# splitting integrals!

• Jul 10th 2013, 06:52 AM
lawochekel
splitting integrals!
i need some help on how to split integrals. for instance this

$\displaystyle \int_{0}^{\frac{3\pi}{2}} cosx d(|cos2x|$

thanks
• Jul 10th 2013, 05:34 PM
topsquark
Re: splitting integrals!
Quote:

Originally Posted by lawochekel
i need some help on how to split integrals. for instance this

$\displaystyle \int_{0}^{\frac{3\pi}{2}} cosx d(|cos2x|$

thanks

If I'm not mistaken you mean you have the differential
$\displaystyle d(|cos(2x)|) = |-2 sin(2x)| dx = 2|sin(2x)| dx$

Where $\displaystyle |sin(2x)| = \begin{cases} sin(2x) & 0 \leq x < \frac{\pi}{2} \\ -sin(2x) & \frac{\pi}{2} \leq x < \pi \end{cases}$ ...(for $\displaystyle 0 \leq x < \pi$).

-Dan
• Jul 11th 2013, 02:50 AM
lawochekel
Re: splitting integrals!
pls can you be more explicit cos i don't really get it.
• Jul 12th 2013, 07:30 AM
topsquark
Re: splitting integrals!

• **Source excerpt**:
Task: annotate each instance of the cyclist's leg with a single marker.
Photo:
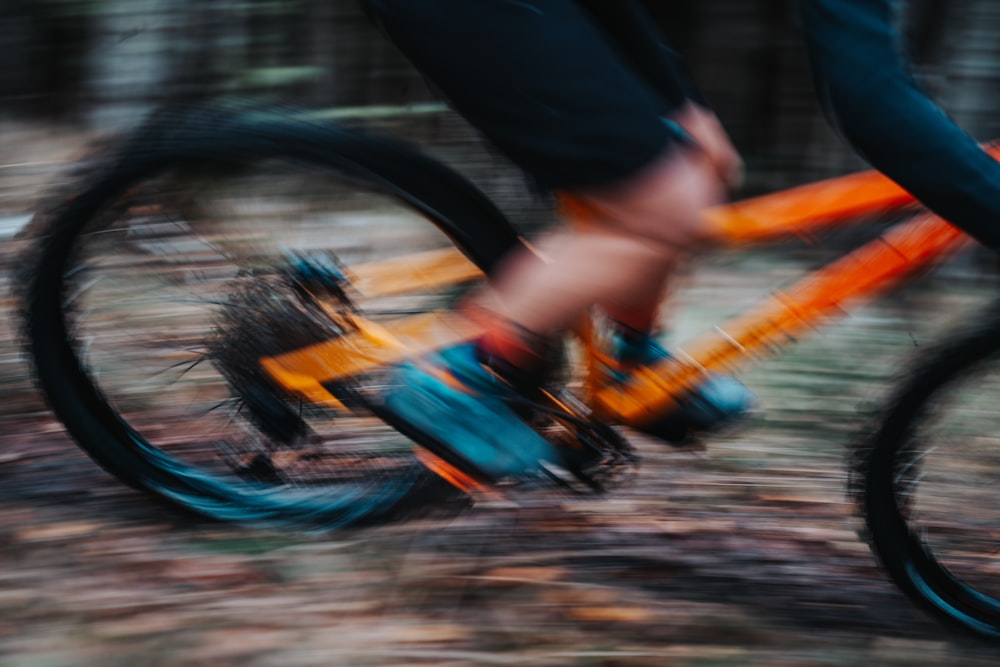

• **Things to do**:
1 > Transcribe a part of the forum thread on splitting integrals word for word, starting at "Where $\displaystyle |sin(2x)|" and ending at "0 \leq x < \pi$).".
2 > Write the next part of the forum thread on splitting integrals, picking up where it ends.
None of the lines are needed here.

• **Per-task answers**:
1 >
Where $\displaystyle |sin(2x)| = \begin{cases} sin(2x) & 0 \leq x < \frac{\pi}{2} \\ -sin(2x) & \frac{\pi}{2} \leq x < \pi \end{cases}$ ...(for $\displaystyle 0 \leq x < \pi$).

2 >
Quote:

Originally Posted by topsquark
If I'm not mistaken you mean you have the differential
$\displaystyle d(|cos(2x)|) = |-2 sin(2x)| dx = 2|sin(2x)| dx$

Where $\displaystyle |sin(2x)| = \begin{cases} sin(2x) & 0 \leq x < \frac{\pi}{2} \\ -sin(2x) & \frac{\pi}{2} \leq x < \pi \end{cases}$ ...(for $\displaystyle 0 \leq x < \pi$).

-Dan

You have
$\displaystyle \int_0^{3 \pi/2}cos(x)~d(|cos(2x)|) = \int_0^{3 \pi/2} cos(x) \cdot 2|sin(2x)| dx$

$\displaystyle = \int_0^{\pi /2} 2 sin(2x)~cos(x)~dx + \int_{\pi/2}^{\pi}2 cos(x)~(-sin(2x))~dx + \int_{\pi}^{3 \pi/2}{...}$

How do you do the last integral? Is sin(2x) positive or negative?

-Dan
• Jul 15th 2013, 02:45 AM
lawochekel
Re: splitting integrals!
is positive sin(2x)